Carry on the passage about the court's ruling in the bank lease dispute, starting right after its last sentence.

[Quoted passage start]

In its statement of decision, the court found plaintiff was the prevailing party on all of his breach of lease claims against the Bank, and found the Bank breached the lease by failing to carry "all risk" insurance on the building; name plaintiff as loss-payee; pay rent and other charges after the building was destroyed by fire; use all available insurance proceeds to rebuild and restore the building; and rebuild and restore the building. The court found plaintiff "clearly prevailed on every cause of action in his Second Amended Complaint" "but for [his] sole cause of action for conversion of insurance proceeds" against the Bank.
The judgment states the court awarded the fees and costs to plaintiff because "all of the actions against [the] other defendants arose from the breaches of the lease on the part of [the] Bank [and] those [other] actions . . . would not have been necessary, but for the Bank's failure to honor its obligations under the . . . lease . . . ." (Italics added.) The statement of decision elaborates: "All the facts and legal services in this case are intertwined to the Lease and the Bank's conduct. While Plaintiff had [negligence] causes of action against [the] Bank and DMS for the cause of the fire, insurance breach of contract and [a] bad faith cause of action against Federal and AMCO as well as [his] claims against [FGIB], these causes of action only arose out of the failure of the Bank to have the required insurance for the benefit of its landlord [plaintiff] as required by the Lease." (Italics added.) The court found plaintiff "was forced to litigate this case to obtain the replacement cost damages which he would have been entitled to receive had [the] Bank provided full replacement cost insurance coverage as required by the Lease, and/or repaired and restored the building as required by the Lease"; and the "[l]itigation against [the other defendants] would not have been required . . . if [the] Bank had in fact [complied with the lease]."

[Quoted passage end]
[Stored data start]

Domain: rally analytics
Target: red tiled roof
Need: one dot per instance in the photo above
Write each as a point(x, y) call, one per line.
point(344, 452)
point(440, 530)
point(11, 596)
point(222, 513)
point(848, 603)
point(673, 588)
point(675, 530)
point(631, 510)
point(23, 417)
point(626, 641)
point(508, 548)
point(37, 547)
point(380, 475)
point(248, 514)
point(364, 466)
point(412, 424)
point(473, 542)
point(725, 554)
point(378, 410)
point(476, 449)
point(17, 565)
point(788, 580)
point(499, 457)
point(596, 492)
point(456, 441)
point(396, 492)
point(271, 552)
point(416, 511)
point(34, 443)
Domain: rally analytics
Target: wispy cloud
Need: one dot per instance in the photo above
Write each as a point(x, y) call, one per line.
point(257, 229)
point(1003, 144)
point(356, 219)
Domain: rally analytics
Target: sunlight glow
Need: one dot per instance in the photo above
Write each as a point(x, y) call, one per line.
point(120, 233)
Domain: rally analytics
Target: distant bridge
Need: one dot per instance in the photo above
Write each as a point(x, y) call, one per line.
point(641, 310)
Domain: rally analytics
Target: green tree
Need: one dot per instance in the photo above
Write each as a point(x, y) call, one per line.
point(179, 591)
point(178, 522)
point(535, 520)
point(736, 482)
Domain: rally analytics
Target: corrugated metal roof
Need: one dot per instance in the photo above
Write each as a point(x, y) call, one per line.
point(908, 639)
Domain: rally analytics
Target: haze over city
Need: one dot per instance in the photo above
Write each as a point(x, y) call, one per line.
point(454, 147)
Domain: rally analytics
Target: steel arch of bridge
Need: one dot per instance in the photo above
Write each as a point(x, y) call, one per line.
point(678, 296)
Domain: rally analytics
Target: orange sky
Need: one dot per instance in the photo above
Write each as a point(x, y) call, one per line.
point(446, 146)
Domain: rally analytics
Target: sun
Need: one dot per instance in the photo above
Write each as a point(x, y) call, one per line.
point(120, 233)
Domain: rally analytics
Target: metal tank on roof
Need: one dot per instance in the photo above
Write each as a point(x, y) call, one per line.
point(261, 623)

[Stored data end]

Answer to this problem.
Still, the court excluded from the award numerous items of fees and costs plaintiff incurred in the action. To cite a single but significant example, the court excluded all the fees of plaintiff's trial counsel, Messrs. Echeverria and Eckardt, charged for their "Phase I trial time," including all of the fees they charged following the 50-day pretrial cut-off date for designating experts (Code Civ. Proc., § 2034.230) prior to the Phase I trial, and all of the fees they charged for conducting the Phase I trial in which plaintiff prevailed on his negligence claim against the Bank and DMS. The court also excluded virtually all of the travel time plaintiff's attorneys charged during the seven-year-long litigation. In sum, the statement of decision shows the court painstakingly reviewed plaintiff's requested fees and costs, and excluded from the award—to the extent practical—all items of fees and costs unrelated to plaintiff's breach of lease claims.
III. ANALYSIS/THE FEE AND COST AWARD
The Bank claims the award of $1,047,250.49 in attorney fees and costs to plaintiff was excessive because (1) the court applied an incorrect legal standard in concluding it was not required to apportion any of the requested fees and costs to plaintiff's nonlease claims against the Bank for negligence and conversion, or his claims against the other defendants; (2) the award should have been limited to the fees and costs plaintiff incurred in pursuing his claim against the Bank for unpaid rent and real property taxes; and (3) certain fees and costs should have been excluded from the award. We find no legal error or abuse of discretion in the court's analysis of the issues or in the award. A. Applicable Legal Principles and Standard of Review
Civil Code section 1717 provides: "(a) In any action on a contract, where the contract specifically provides that attorney's fees and costs, which are incurred to enforce that contract, shall be awarded either to one of the parties or to the prevailing party, then the party who is determined to be the party prevailing on the contract . . . shall be entitled to reasonable attorney's fees in addition to other costs. [¶] . . . [¶] Reasonable attorney's fees shall be fixed by the court, and shall be an element of the costs of suit."
Attorney fees are not recoverable under Civil Code section 1717 if they are incurred in connection with claims unrelated to the contract: "Where a cause of action based on the contract providing for attorney's fees is joined with other causes of action beyond the contract, the prevailing party may recover attorney's fees under [Civil Code] section 1717 only as they relate to the contract action. [Citations.] . . . A litigant may not increase his recovery of attorney's fees by joining a cause of action in which attorney's fees are not recoverable to one in which an award is proper." (Reynolds Metals Co. v. Alperson (1979) 25 Cal.3d 124, 129.)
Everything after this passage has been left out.